• [WHAT IS EXPECTED]
Please answer these questions using the turlough text:
(a) What is the hydrology model called in which the turlough acts as overflow storage for the underlying karst flow network?
(b) Which algae tend to dominate turlough phytoplankton overall?
(c) What range of CaCO3 concentrations does the karstic limestone catchment generally produce?
Begin SOURCE TEXT
Turloughs are shallow depressions in a Carboniferous karst landscape, subject to periodic flooding, mainly from groundwater. They are most prevalent in the west of Ireland, although similar sites are found in Wales, Spain, Slovenia and eastern Canada. Hydrological pathways can connect several turloughs over large areas, which can fill and empty over short periods. The hydrology of turloughs can act as either a flow-through model, where inflow and outflow occur simultaneously, or a surcharged tank model, where the turlough acts as overflow storage for the underlying karst flow network, leading to greater residence time than in the through-flow model.
During the inundation phase, turloughs resemble and function like shallow lakes, but typically have no or few fish, that promotes persistence of large-bodied plankton and rare invertebrates. Amphibians, however, are common. During the winter, turloughs provide important habitat and feeding areas for wildfowl. Overall, phytoplankton tend to be dominated by cryptophytes, together with small diatoms. Shallow depth and wind-induced mixing results in suspension of algae that are predominantly associated with the vegetation on the turlough floor. Many turloughs are phosphorus-limited, although impact from greater intensification of agriculture is leading to increased phytoplankton populations in many sites. Being part of a karstic limestone catchment results in generally high calcium and carbonate concentrations of between 100 and 250 mg l−1 CaCO3. Some turlough catchments arising on acidic, non-limestone rocks overlain by upland blanket peat can have high concentrations of dissolved organic matter, and colour reaching over 80 mg l−1 PtCo.
End SOURCE TEXT
Begin PROVIDED RECORDS
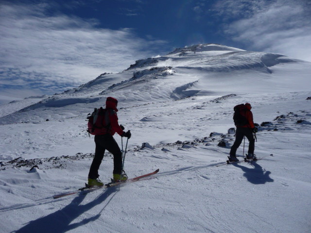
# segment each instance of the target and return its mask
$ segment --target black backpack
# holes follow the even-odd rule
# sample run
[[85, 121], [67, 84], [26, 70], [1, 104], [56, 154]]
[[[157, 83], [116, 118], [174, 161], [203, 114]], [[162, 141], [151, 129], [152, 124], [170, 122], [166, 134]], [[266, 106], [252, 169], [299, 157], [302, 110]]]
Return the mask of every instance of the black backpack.
[[241, 111], [247, 111], [246, 108], [243, 103], [236, 105], [233, 108], [234, 114], [233, 114], [233, 121], [236, 126], [242, 126], [248, 124], [248, 121], [244, 116], [241, 114]]

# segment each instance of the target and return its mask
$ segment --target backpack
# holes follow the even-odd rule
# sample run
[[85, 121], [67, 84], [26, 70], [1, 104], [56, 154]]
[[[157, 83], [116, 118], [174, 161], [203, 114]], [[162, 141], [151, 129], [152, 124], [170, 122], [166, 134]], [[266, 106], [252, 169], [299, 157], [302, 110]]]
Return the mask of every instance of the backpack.
[[86, 131], [92, 135], [104, 134], [111, 129], [108, 111], [102, 107], [94, 108], [93, 113], [86, 118], [88, 119]]
[[233, 121], [234, 121], [234, 124], [236, 126], [242, 126], [248, 124], [248, 120], [246, 116], [241, 114], [241, 111], [244, 110], [245, 112], [247, 111], [243, 103], [235, 106], [233, 110], [234, 110]]

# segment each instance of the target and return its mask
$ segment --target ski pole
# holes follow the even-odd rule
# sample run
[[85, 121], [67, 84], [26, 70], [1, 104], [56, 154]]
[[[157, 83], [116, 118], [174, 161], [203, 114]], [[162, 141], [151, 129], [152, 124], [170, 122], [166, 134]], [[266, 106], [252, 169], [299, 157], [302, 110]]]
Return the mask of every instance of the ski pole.
[[123, 162], [122, 163], [122, 170], [124, 169], [124, 160], [125, 160], [125, 154], [126, 154], [126, 148], [127, 148], [127, 142], [128, 142], [128, 138], [126, 140], [126, 145], [125, 146], [125, 151], [124, 151], [124, 155], [122, 155], [122, 159], [123, 160]]
[[[129, 132], [130, 131], [129, 130], [128, 132]], [[125, 160], [125, 155], [126, 154], [126, 149], [127, 148], [127, 143], [128, 142], [128, 137], [127, 138], [127, 140], [126, 140], [126, 145], [125, 146], [125, 151], [124, 151], [124, 155], [123, 155], [122, 153], [122, 170], [121, 170], [121, 179], [122, 179], [122, 178], [123, 177], [123, 172], [125, 173], [124, 171], [124, 161]], [[123, 144], [123, 143], [122, 143]], [[123, 150], [123, 145], [122, 146], [122, 150]]]
[[245, 135], [244, 135], [244, 145], [243, 145], [243, 158], [244, 159], [244, 148], [245, 147]]

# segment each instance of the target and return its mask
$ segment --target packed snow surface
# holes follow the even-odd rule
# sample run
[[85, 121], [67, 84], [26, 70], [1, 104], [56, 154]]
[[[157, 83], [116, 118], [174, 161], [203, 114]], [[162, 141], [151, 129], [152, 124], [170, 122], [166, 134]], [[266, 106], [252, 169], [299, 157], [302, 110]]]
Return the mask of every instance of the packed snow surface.
[[[0, 232], [311, 232], [310, 74], [311, 63], [281, 54], [198, 45], [0, 105]], [[160, 171], [54, 199], [86, 182], [95, 145], [86, 117], [108, 96], [132, 133], [127, 175]], [[245, 102], [260, 159], [227, 165], [233, 107]], [[105, 154], [99, 174], [107, 182]]]

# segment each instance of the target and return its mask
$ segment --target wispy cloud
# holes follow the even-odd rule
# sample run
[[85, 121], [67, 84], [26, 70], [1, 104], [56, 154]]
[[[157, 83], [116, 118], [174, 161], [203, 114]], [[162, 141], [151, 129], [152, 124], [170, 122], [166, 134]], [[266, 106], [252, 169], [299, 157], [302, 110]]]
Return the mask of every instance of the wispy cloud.
[[0, 89], [62, 91], [120, 72], [166, 43], [130, 29], [100, 29], [95, 20], [51, 15], [51, 7], [0, 3]]
[[311, 61], [311, 2], [308, 0], [224, 0], [213, 10], [224, 32], [246, 49]]

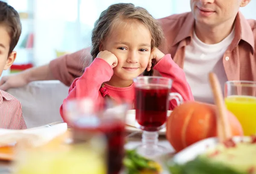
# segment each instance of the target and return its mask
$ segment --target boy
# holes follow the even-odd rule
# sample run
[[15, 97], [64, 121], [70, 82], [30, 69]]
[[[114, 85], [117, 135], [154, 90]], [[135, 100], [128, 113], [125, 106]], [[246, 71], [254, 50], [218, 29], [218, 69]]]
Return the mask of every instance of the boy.
[[[12, 6], [0, 1], [0, 76], [11, 67], [17, 55], [13, 49], [21, 33], [19, 14]], [[21, 104], [14, 97], [0, 90], [0, 128], [23, 129], [26, 126]]]

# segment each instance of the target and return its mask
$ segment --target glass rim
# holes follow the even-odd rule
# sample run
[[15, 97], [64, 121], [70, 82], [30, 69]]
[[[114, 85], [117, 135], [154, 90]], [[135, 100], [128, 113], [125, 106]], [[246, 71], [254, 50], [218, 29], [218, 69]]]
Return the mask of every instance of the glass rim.
[[[240, 84], [236, 84], [236, 83], [241, 83]], [[247, 86], [248, 87], [256, 87], [256, 81], [250, 81], [249, 80], [231, 80], [227, 81], [225, 83], [226, 85], [231, 86]]]
[[139, 76], [135, 78], [134, 78], [134, 80], [136, 81], [137, 79], [163, 79], [163, 80], [168, 80], [168, 81], [172, 81], [172, 79], [169, 78], [168, 77], [162, 77], [162, 76]]

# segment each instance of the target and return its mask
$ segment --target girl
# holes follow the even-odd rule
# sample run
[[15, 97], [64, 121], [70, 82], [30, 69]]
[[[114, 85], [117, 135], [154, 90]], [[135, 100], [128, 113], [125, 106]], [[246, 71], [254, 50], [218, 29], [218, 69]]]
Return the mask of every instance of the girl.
End PROVIDED RECORDS
• [ANSWER TO THIS PROBLEM]
(a) The surcharged tank model.
(b) Cryptophytes, together with small diatoms.
(c) Between 100 and 250 mg l−1 CaCO3.